• Task directions:
Retype each entry below precisely as it reads.

• Data provided:
---+---
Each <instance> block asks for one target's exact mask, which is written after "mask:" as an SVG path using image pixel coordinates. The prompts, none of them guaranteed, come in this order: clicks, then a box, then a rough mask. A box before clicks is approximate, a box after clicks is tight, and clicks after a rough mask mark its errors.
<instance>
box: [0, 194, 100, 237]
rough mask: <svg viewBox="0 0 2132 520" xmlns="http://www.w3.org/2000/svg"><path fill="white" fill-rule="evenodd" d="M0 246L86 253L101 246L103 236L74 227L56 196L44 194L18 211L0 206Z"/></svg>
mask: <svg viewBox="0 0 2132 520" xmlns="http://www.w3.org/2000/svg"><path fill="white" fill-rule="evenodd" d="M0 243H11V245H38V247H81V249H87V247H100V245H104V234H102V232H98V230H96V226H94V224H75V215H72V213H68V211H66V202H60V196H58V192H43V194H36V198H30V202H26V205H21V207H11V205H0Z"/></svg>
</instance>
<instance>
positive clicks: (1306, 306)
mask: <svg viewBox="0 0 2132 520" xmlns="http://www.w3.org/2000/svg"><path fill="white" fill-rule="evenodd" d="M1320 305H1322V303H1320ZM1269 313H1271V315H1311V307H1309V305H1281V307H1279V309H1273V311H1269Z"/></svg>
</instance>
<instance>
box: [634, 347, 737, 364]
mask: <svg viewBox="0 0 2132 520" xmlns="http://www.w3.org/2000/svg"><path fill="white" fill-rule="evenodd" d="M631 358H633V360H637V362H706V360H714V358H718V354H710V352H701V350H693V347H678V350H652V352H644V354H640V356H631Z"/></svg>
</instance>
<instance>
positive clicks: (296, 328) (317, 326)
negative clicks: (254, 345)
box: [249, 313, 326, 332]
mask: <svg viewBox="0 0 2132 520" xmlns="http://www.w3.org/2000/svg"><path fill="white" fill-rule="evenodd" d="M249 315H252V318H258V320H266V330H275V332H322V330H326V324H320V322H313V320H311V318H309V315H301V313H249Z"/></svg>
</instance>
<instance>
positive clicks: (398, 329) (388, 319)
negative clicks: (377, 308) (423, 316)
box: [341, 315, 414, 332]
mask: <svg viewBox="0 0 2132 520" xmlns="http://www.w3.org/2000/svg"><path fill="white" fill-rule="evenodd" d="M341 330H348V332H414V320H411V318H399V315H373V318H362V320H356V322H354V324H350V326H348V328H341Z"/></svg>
---+---
• Answer to the exercise:
Each <instance> block asks for one target's exact mask, which is written after "mask:" as an SVG path using image pixel coordinates. The prompts, none of them guaranteed, come in this order: clicks, then a box, then a rough mask. A box before clicks is approximate, a box after clicks is tight, and clicks after a rough mask mark its errors.
<instance>
box: [0, 194, 100, 237]
rough mask: <svg viewBox="0 0 2132 520" xmlns="http://www.w3.org/2000/svg"><path fill="white" fill-rule="evenodd" d="M0 246L86 253L101 246L103 236L74 227L56 196L44 194L18 211L0 206Z"/></svg>
mask: <svg viewBox="0 0 2132 520" xmlns="http://www.w3.org/2000/svg"><path fill="white" fill-rule="evenodd" d="M0 243H11V245H38V247H81V249H87V247H100V245H104V234H102V232H98V230H96V226H94V224H75V215H72V213H68V211H66V202H60V196H58V192H43V194H36V198H30V202H26V205H21V207H11V205H0Z"/></svg>
</instance>
<instance>
positive clicks: (1306, 306)
mask: <svg viewBox="0 0 2132 520" xmlns="http://www.w3.org/2000/svg"><path fill="white" fill-rule="evenodd" d="M1320 305H1322V303H1320ZM1269 313H1271V315H1311V307H1309V305H1281V307H1279V309H1273V311H1269Z"/></svg>
</instance>
<instance>
box: [634, 347, 737, 364]
mask: <svg viewBox="0 0 2132 520" xmlns="http://www.w3.org/2000/svg"><path fill="white" fill-rule="evenodd" d="M631 358H633V360H637V362H706V360H714V358H718V354H710V352H701V350H693V347H678V350H652V352H644V354H640V356H631Z"/></svg>
</instance>
<instance>
positive clicks: (296, 328) (317, 326)
negative clicks: (254, 345)
box: [249, 313, 326, 332]
mask: <svg viewBox="0 0 2132 520" xmlns="http://www.w3.org/2000/svg"><path fill="white" fill-rule="evenodd" d="M249 315H252V318H258V320H266V330H275V332H322V330H326V324H320V322H313V320H311V318H309V315H301V313H249Z"/></svg>
</instance>
<instance>
positive clicks: (398, 329) (388, 319)
negative clicks: (377, 308) (423, 316)
box: [341, 315, 414, 332]
mask: <svg viewBox="0 0 2132 520" xmlns="http://www.w3.org/2000/svg"><path fill="white" fill-rule="evenodd" d="M341 330H348V332H414V320H411V318H399V315H373V318H362V320H356V322H354V324H350V326H348V328H341Z"/></svg>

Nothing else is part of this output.